**AUFGABE:** Übertragen Sie sämtliche folgenden Zeilen aller Datensätze Zeichen für Zeichen und ohne jede Änderung.
========
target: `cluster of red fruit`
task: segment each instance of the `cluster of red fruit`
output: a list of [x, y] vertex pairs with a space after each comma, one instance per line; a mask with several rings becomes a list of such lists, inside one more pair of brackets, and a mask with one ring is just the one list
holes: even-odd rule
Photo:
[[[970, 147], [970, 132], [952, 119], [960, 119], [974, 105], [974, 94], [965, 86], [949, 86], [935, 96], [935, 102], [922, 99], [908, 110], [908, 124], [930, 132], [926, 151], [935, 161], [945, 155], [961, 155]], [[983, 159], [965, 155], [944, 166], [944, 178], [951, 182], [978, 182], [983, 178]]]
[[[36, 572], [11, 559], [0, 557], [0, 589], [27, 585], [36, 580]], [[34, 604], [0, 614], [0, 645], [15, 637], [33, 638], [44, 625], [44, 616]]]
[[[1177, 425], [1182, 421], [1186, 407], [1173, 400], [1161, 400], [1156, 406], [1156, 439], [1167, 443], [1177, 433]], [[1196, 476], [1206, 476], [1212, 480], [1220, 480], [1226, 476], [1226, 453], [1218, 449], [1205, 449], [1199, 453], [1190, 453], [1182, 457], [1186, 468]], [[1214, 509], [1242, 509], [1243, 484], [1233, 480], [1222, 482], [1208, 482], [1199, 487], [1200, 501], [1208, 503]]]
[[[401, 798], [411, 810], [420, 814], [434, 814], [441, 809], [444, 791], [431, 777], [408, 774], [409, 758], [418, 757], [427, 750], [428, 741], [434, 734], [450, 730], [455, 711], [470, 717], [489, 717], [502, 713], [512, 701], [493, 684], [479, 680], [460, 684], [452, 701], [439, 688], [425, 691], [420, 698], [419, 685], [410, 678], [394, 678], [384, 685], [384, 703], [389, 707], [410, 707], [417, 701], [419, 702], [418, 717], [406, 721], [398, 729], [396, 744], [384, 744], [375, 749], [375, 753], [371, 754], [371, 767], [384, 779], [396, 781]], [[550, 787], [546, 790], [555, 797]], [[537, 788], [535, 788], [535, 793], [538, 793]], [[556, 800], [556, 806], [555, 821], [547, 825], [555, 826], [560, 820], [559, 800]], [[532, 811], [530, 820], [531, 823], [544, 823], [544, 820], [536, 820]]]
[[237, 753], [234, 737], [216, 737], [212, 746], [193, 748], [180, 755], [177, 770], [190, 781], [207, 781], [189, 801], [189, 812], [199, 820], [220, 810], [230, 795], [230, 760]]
========
**LÖSUNG:**
target: `cluster of red fruit`
task: segment each instance of the `cluster of red fruit`
output: a list of [x, y] vertex pairs with a space after each comma, one instance per line; a mask with several rings becomes a list of such lists, inside one more pair of brackets, and a mask with one ring is just the one list
holes: even-odd rule
Photo:
[[[970, 147], [970, 132], [952, 119], [960, 119], [974, 105], [974, 94], [965, 86], [949, 86], [935, 96], [935, 102], [922, 99], [908, 110], [908, 124], [930, 132], [926, 151], [935, 161], [945, 155], [961, 155]], [[983, 159], [965, 155], [944, 166], [944, 178], [951, 182], [978, 182], [983, 178]]]
[[[36, 572], [11, 559], [0, 557], [0, 589], [27, 585], [36, 580]], [[34, 604], [0, 614], [0, 645], [15, 637], [33, 638], [44, 625], [44, 616]]]
[[[1177, 425], [1182, 421], [1186, 407], [1173, 400], [1161, 400], [1156, 406], [1156, 439], [1167, 443], [1177, 433]], [[1196, 476], [1206, 476], [1212, 480], [1220, 480], [1226, 476], [1226, 453], [1218, 449], [1205, 449], [1199, 453], [1190, 453], [1182, 457], [1186, 468]], [[1214, 509], [1242, 509], [1243, 484], [1233, 480], [1222, 482], [1208, 482], [1199, 487], [1200, 501], [1208, 503]]]
[[[401, 798], [411, 810], [420, 814], [434, 814], [441, 809], [444, 791], [431, 777], [408, 774], [409, 758], [418, 757], [427, 750], [428, 741], [434, 734], [450, 730], [455, 711], [470, 717], [489, 717], [502, 713], [512, 701], [493, 684], [479, 680], [460, 684], [452, 701], [439, 688], [425, 691], [420, 698], [419, 685], [410, 678], [394, 678], [384, 685], [384, 703], [389, 707], [410, 707], [417, 701], [419, 702], [418, 717], [406, 721], [398, 729], [396, 744], [384, 744], [375, 749], [375, 753], [371, 754], [371, 767], [384, 779], [396, 781]], [[550, 787], [546, 790], [555, 797]], [[537, 788], [535, 788], [535, 793], [538, 793]], [[556, 800], [556, 806], [555, 821], [547, 825], [555, 826], [560, 820], [559, 800]], [[532, 811], [530, 820], [531, 823], [544, 823], [544, 820], [536, 820]]]
[[237, 753], [234, 737], [216, 737], [212, 746], [193, 748], [180, 755], [177, 770], [190, 781], [207, 781], [189, 801], [189, 812], [199, 820], [220, 810], [230, 795], [230, 760]]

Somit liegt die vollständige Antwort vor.